» **Texte fourni**:
Trois autres préfets de Bérénice, inconnus ceux-là, sont mentionnés dans les O.Krok. : Cassius Taurinus, Cosconius et --tylos (à moins que ce dernier nom, mutilé, soit le cognomen du premier).

Deux lettres de soldats font allusion à la location (misthosis) de femmes, probablement des prostituées. Le scénario est le même, bien qu'il s'agisse d'affaires différentes. Une seule femme est louée (le loyer mensuel s'élève respectivement à 60 et 75 drachmes) mais elle envoyée avec une autre (dont le rôle reste mystérieux) dans le praesidium où elle travaillera. Là, elle aura un protecteur (epitropos), qui paie le prix convenu au propriétaire (kyrios) et veillera à ce qu'on ne la brutalise pas : on peut supposer que ce protecteur tire son bénéfice de la différence entre le prix de la location qu'il a déboursé et celui des passes qu'il empoche. En O.Krok. 227, on est en fin de bail et le kyrios laisse le choix au protecteur : soit il lui renvoie la femme, soit il proroge le bail pour un nouveau mois et paie alors le forfait, soit il place la femme à Didymoi en s'occupant de lui trouver comme protecteur un homme de confiance. Tout se passe comme si certains soldats arrondissaient leurs revenus en prostituant leurs esclaves et en les faisant tourner dans les différents praesidia, sans doute pour stimuler l'intérêt de la clientèle par un renouvellement régulier du produit offert.

[Étiquetage de la position des objets]
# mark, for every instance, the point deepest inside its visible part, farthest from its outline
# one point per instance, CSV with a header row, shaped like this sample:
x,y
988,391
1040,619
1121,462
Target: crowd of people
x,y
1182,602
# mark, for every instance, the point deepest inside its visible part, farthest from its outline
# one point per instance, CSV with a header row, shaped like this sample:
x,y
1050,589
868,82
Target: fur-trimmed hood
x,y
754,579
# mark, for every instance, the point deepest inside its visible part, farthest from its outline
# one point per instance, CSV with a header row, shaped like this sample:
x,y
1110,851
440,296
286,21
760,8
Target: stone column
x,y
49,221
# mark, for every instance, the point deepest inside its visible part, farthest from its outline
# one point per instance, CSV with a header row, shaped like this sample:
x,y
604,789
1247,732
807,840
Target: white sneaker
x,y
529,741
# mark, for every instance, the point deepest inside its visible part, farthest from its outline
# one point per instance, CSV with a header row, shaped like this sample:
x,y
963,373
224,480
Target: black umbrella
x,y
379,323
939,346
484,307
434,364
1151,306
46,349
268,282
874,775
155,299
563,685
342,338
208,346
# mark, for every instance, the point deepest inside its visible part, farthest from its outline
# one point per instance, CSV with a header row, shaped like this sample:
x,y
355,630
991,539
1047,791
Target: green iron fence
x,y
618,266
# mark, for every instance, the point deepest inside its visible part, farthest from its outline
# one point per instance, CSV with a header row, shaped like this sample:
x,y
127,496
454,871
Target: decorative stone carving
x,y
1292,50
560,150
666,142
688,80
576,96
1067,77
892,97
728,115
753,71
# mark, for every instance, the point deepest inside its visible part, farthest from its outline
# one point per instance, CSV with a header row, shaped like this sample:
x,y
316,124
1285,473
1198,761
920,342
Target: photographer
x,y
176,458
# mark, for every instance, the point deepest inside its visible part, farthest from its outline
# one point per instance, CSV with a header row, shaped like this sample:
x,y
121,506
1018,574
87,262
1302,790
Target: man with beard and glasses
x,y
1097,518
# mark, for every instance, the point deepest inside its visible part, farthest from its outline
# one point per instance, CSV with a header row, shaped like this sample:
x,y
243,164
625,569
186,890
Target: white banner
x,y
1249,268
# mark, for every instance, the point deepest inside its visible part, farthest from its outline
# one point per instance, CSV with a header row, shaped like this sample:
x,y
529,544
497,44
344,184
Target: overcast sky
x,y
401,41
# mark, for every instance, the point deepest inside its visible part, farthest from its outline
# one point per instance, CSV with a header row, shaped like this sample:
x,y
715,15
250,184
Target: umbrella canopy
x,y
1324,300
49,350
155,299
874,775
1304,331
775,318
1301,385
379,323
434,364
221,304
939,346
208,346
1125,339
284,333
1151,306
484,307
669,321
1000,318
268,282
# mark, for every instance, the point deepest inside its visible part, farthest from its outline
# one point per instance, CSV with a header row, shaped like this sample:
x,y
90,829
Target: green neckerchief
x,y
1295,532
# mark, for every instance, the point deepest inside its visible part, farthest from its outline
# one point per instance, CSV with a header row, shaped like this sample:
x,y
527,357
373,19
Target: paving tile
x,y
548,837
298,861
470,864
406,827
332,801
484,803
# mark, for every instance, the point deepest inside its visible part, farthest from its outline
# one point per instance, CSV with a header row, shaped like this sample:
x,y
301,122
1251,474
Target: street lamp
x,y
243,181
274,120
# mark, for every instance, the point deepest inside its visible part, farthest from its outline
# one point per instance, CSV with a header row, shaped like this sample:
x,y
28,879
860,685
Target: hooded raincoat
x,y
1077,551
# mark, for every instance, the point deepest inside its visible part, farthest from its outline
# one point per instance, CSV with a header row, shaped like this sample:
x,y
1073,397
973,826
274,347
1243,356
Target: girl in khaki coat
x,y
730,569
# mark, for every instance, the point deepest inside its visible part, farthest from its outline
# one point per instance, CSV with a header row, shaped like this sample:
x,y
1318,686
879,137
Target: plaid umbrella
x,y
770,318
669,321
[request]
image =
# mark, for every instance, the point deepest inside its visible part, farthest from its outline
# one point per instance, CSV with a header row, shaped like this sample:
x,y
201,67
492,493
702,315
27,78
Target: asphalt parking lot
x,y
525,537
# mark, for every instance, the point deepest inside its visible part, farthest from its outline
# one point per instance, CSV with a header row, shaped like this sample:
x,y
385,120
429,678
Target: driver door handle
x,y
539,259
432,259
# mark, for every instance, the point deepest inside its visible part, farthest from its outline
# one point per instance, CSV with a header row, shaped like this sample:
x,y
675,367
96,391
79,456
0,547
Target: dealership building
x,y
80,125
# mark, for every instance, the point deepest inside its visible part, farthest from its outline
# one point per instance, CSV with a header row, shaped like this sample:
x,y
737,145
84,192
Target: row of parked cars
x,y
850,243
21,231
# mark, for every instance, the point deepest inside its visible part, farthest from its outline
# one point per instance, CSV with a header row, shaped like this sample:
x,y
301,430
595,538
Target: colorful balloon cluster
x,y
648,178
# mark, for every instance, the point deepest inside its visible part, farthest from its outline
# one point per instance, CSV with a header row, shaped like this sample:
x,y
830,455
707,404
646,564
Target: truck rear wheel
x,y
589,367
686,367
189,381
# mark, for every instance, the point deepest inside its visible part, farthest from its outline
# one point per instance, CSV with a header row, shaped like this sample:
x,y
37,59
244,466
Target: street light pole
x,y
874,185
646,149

» **Consignes**:
**a)** Extrayez du texte fourni le passage qui commence par « Trois autres préfets » et se poursuit jusqu'à « cognomen du premier). ».
**b)** Veuillez résumer le texte fourni en deux phrases.
**c)** D'après le texte fourni, à combien s'élève le loyer mensuel des femmes louées dans les deux affaires ?

» **Corrigés**:
**a)**
Trois autres préfets de Bérénice, inconnus ceux-là, sont mentionnés dans les O.Krok. : Cassius Taurinus, Cosconius et --tylos (à moins que ce dernier nom, mutilé, soit le cognomen du premier).

**b)** Les O.Krok. mentionnent trois autres préfets de Bérénice, inconnus : Cassius Taurinus, Cosconius et --tylos. Deux lettres de soldats évoquent la location au mois de femmes, probablement des prostituées, envoyées dans un praesidium sous la garde d'un protecteur qui paie le propriétaire, comme si certains soldats arrondissaient leurs revenus en prostituant leurs esclaves.

**c)** À 60 et 75 drachmes respectivement.